* **DIRECTIONS FOR THIS TASK**
From the records below, output exactly the lines running from the line containing "positive clicks: (1090, 22) (1093, 39)" through the line containing "positive clicks: (819, 341)", and no others.

* **Data extracted from a collection**
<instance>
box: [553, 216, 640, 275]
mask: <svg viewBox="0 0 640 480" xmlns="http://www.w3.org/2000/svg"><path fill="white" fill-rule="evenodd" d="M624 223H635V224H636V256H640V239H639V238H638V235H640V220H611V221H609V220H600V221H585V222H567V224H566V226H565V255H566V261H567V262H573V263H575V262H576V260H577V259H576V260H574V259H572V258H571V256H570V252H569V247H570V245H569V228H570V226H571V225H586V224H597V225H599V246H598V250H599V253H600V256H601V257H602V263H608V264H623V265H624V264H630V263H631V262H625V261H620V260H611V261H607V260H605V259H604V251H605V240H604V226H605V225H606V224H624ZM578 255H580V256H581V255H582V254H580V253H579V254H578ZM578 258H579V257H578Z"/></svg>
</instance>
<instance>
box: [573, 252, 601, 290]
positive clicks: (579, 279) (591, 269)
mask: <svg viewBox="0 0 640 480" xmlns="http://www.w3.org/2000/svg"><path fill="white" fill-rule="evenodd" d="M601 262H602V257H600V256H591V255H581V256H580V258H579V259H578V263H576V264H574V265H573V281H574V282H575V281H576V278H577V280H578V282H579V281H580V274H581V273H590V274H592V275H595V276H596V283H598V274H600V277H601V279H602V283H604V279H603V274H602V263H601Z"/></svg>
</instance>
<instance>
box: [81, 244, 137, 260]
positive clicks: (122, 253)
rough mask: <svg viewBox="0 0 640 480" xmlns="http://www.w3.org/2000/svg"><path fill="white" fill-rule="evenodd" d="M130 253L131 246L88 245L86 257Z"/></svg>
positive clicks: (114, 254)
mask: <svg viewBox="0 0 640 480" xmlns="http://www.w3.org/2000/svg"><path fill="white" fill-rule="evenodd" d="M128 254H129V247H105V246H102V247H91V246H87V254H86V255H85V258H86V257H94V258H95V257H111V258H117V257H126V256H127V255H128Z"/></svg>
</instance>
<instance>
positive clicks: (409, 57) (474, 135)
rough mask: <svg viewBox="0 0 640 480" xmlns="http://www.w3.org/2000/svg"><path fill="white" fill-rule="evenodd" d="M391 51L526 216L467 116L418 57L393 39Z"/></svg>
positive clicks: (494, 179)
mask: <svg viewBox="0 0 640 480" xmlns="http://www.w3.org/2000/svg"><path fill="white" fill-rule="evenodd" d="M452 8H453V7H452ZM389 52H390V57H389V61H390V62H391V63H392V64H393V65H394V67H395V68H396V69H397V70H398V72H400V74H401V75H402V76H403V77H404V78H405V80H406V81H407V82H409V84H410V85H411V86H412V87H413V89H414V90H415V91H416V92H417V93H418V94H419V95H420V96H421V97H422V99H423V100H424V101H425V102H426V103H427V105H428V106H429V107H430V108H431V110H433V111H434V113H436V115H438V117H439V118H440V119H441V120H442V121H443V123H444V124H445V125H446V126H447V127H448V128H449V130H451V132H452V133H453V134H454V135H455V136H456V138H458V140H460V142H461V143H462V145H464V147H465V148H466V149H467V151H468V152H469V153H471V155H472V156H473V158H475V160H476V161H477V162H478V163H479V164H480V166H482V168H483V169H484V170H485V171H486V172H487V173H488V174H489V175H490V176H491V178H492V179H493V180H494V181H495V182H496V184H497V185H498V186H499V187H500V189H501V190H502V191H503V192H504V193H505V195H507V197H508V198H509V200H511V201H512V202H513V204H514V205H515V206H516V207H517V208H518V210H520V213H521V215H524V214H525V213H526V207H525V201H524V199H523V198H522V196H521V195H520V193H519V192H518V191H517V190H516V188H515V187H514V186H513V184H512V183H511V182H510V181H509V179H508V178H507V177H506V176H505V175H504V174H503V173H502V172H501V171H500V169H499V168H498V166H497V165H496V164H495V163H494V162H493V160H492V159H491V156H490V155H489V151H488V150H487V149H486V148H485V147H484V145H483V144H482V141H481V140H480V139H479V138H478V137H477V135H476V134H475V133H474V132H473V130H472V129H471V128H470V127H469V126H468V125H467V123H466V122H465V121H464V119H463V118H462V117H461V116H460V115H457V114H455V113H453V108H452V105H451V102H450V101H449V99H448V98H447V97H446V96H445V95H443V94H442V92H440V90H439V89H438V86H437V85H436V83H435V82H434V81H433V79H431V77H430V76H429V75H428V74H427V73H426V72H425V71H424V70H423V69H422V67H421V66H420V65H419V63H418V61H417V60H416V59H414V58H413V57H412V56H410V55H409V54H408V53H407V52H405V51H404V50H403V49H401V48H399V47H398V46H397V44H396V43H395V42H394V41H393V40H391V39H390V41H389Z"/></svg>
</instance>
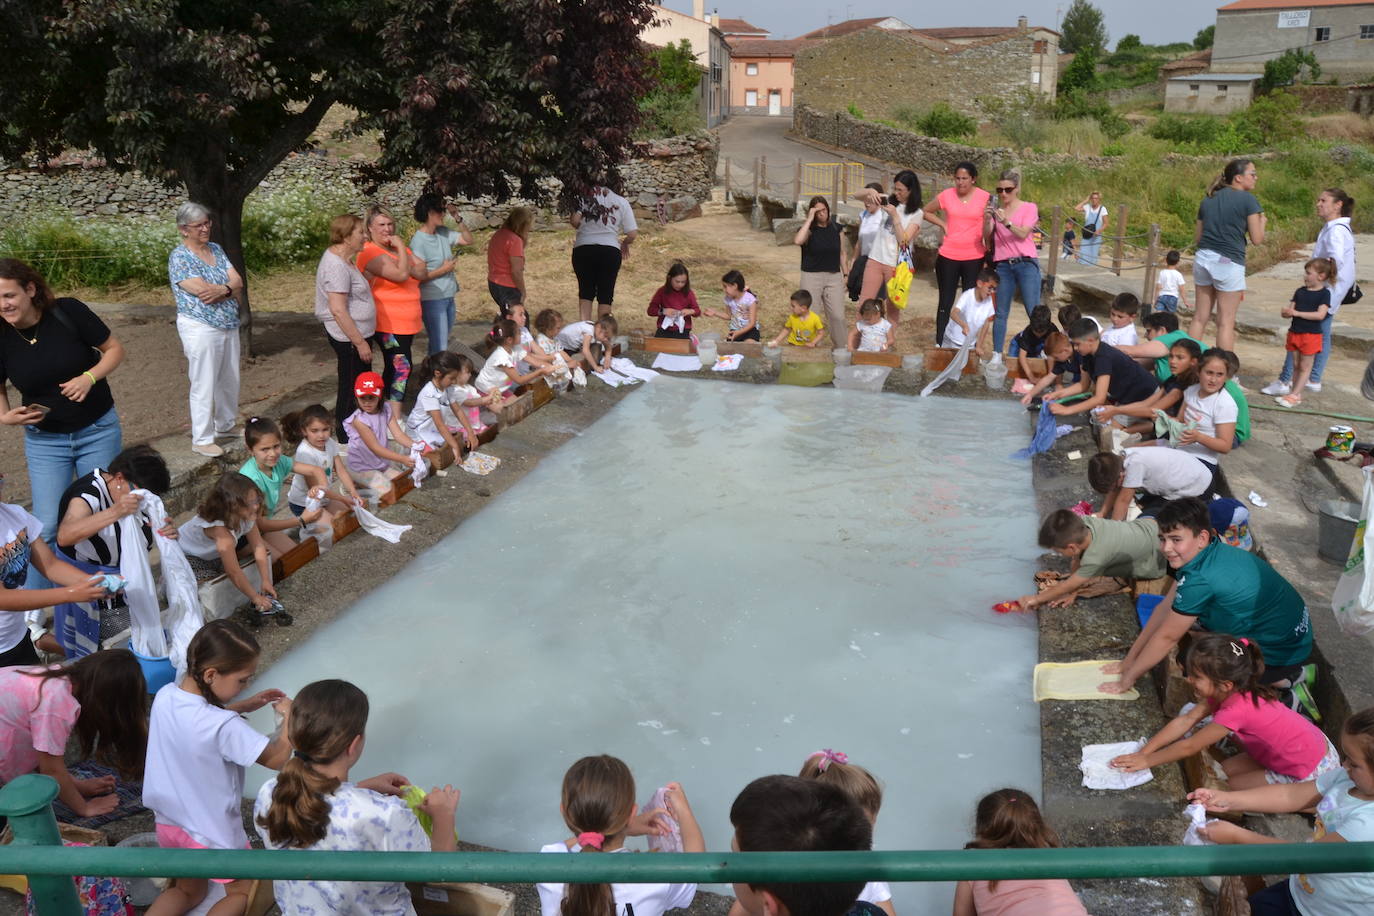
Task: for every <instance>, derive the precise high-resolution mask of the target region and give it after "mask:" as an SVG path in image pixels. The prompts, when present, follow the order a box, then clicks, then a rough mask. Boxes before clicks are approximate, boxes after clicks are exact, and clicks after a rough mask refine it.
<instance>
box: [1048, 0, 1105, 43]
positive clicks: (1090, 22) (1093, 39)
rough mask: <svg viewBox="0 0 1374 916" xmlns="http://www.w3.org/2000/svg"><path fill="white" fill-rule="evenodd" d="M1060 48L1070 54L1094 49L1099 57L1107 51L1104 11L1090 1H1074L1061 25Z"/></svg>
mask: <svg viewBox="0 0 1374 916" xmlns="http://www.w3.org/2000/svg"><path fill="white" fill-rule="evenodd" d="M1059 34H1061V37H1059V48H1061V49H1062V51H1066V52H1069V54H1079V52H1080V51H1087V49H1090V48H1091V49H1092V51H1094V52H1096V54H1098V55H1101V54H1102V52H1103V51H1106V47H1107V27H1106V25H1105V22H1103V21H1102V11H1101V10H1098V8H1096V7H1095V5H1092V4H1091V3H1088V0H1073V3H1070V4H1069V10H1068V11H1066V12H1065V14H1063V21H1062V22H1061V23H1059Z"/></svg>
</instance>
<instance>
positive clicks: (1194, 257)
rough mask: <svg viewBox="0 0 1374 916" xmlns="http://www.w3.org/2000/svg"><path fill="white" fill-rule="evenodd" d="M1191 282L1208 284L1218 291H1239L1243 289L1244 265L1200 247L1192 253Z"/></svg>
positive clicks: (1215, 252)
mask: <svg viewBox="0 0 1374 916" xmlns="http://www.w3.org/2000/svg"><path fill="white" fill-rule="evenodd" d="M1193 282H1194V283H1195V284H1197V286H1200V287H1201V286H1210V287H1213V288H1216V290H1217V291H1219V293H1241V291H1242V290H1245V265H1243V264H1237V262H1235V261H1232V260H1231V258H1228V257H1226V255H1223V254H1217V253H1216V251H1212V250H1210V249H1202V250H1201V251H1198V253H1197V254H1195V255H1193Z"/></svg>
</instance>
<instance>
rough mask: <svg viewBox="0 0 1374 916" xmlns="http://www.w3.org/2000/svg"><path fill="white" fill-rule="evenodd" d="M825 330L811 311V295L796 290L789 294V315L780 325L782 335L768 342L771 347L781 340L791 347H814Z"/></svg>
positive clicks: (819, 341)
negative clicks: (784, 340) (822, 332)
mask: <svg viewBox="0 0 1374 916" xmlns="http://www.w3.org/2000/svg"><path fill="white" fill-rule="evenodd" d="M824 330H826V324H824V321H822V320H820V316H819V314H816V313H815V312H812V310H811V294H809V293H807V291H805V290H797V291H796V293H793V294H791V314H789V316H787V321H786V323H785V324H783V325H782V334H779V335H778V336H775V338H774V339H772V341H769V345H771V346H778V345H779V343H780V342H782V339H783V338H787V343H790V345H791V346H816V345H818V343H820V332H822V331H824Z"/></svg>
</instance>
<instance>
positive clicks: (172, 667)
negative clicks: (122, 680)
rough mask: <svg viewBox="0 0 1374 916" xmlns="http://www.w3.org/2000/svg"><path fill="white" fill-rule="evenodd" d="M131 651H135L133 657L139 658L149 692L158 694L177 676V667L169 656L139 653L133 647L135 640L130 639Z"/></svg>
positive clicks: (129, 642)
mask: <svg viewBox="0 0 1374 916" xmlns="http://www.w3.org/2000/svg"><path fill="white" fill-rule="evenodd" d="M129 651H131V652H133V658H136V659H139V667H142V669H143V680H146V681H147V683H148V694H157V692H158V691H159V689H162V688H164V687H166V685H168V684H170V683H172V681H173V680H174V678H176V669H174V667H172V659H169V658H168V656H165V655H164V656H161V658H154V656H150V655H139V652H137V650H135V648H133V640H129Z"/></svg>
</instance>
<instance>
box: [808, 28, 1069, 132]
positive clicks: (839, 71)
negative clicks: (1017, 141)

* **EXPECTED ANSWER**
positive clicks: (1090, 22) (1093, 39)
rough mask: <svg viewBox="0 0 1374 916" xmlns="http://www.w3.org/2000/svg"><path fill="white" fill-rule="evenodd" d="M1060 48L1070 54L1094 49L1099 57L1107 51L1104 11L1090 1H1074L1061 25Z"/></svg>
mask: <svg viewBox="0 0 1374 916" xmlns="http://www.w3.org/2000/svg"><path fill="white" fill-rule="evenodd" d="M1059 34H1061V37H1059V48H1061V49H1062V51H1066V52H1069V54H1079V52H1080V51H1087V49H1090V48H1091V49H1092V51H1094V52H1096V54H1098V55H1101V54H1102V52H1103V51H1106V47H1107V27H1106V25H1105V22H1103V21H1102V11H1101V10H1098V8H1096V7H1095V5H1092V4H1091V3H1088V0H1073V3H1070V4H1069V10H1068V11H1066V12H1065V14H1063V21H1062V22H1061V23H1059Z"/></svg>
</instance>
<instance>
positive clicks: (1194, 257)
rough mask: <svg viewBox="0 0 1374 916" xmlns="http://www.w3.org/2000/svg"><path fill="white" fill-rule="evenodd" d="M1191 282L1208 284L1218 291H1239L1243 289L1244 265L1200 247L1192 253Z"/></svg>
positive clicks: (1215, 252)
mask: <svg viewBox="0 0 1374 916" xmlns="http://www.w3.org/2000/svg"><path fill="white" fill-rule="evenodd" d="M1193 282H1194V283H1195V284H1197V286H1200V287H1201V286H1210V287H1213V288H1216V290H1217V291H1219V293H1241V291H1242V290H1245V265H1243V264H1237V262H1235V261H1232V260H1231V258H1228V257H1226V255H1223V254H1217V253H1216V251H1212V250H1210V249H1202V250H1201V251H1198V253H1197V254H1195V255H1193Z"/></svg>
</instance>
<instance>
rough mask: <svg viewBox="0 0 1374 916" xmlns="http://www.w3.org/2000/svg"><path fill="white" fill-rule="evenodd" d="M825 330L811 311V295L796 290L789 294V315L780 325L782 335L768 342L771 347L781 340L791 347H814Z"/></svg>
positive clicks: (819, 341)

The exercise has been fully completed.